▸ Exercise requirements
When you find the word "bounding" in a line of the entries, please copy the whole line.

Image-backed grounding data
•••••

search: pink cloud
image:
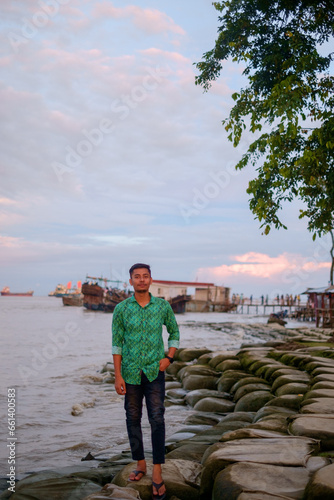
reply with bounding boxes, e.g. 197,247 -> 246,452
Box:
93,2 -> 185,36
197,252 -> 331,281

•••••

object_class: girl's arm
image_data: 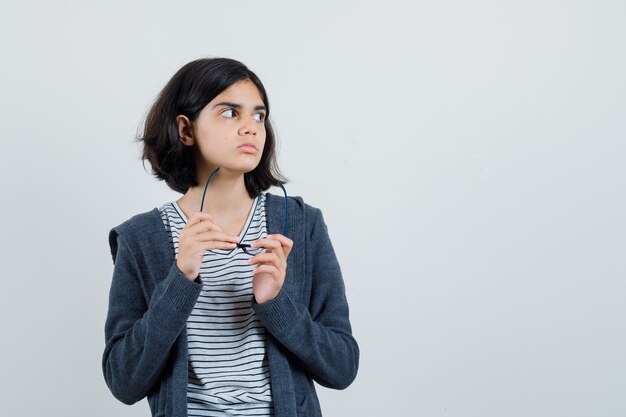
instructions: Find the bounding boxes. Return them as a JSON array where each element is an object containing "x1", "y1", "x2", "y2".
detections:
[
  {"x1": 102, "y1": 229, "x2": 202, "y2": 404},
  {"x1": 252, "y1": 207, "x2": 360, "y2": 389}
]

•••••

▸ The completed task
reply with bounding boxes, e.g. 197,247 -> 246,452
instructions: Find the bounding boxes. Return them as a JSON array where each element is an object containing "x1", "y1", "x2", "y2".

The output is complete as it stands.